State how many lines of the records below contain the string "crossing". Give the number alone.

--- START OF Given entries ---

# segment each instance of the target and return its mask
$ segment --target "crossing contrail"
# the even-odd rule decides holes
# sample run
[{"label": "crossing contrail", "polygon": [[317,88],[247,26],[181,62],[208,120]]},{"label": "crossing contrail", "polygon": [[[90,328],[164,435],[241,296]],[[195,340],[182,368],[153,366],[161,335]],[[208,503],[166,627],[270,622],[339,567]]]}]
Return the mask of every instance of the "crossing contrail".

--- END OF Given entries ---
--- START OF Given entries ---

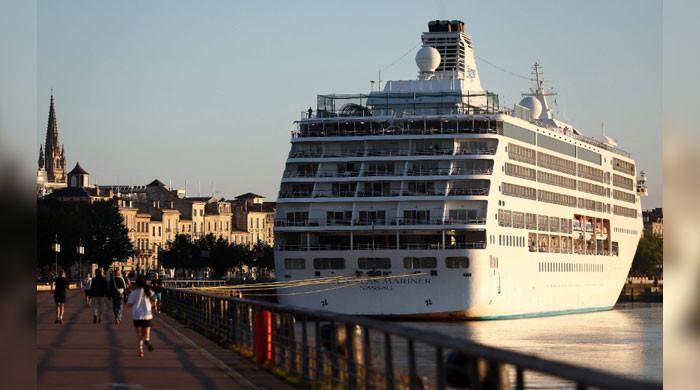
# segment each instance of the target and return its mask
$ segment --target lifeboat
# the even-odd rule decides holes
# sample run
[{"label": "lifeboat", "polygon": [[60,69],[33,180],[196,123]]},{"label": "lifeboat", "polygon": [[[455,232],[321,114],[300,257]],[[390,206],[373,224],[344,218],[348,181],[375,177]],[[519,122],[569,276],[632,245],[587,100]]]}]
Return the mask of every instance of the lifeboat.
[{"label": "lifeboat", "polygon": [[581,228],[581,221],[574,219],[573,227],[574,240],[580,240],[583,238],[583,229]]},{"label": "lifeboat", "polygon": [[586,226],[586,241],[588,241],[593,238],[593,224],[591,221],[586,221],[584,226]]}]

--- END OF Given entries ---

[Answer in full]
3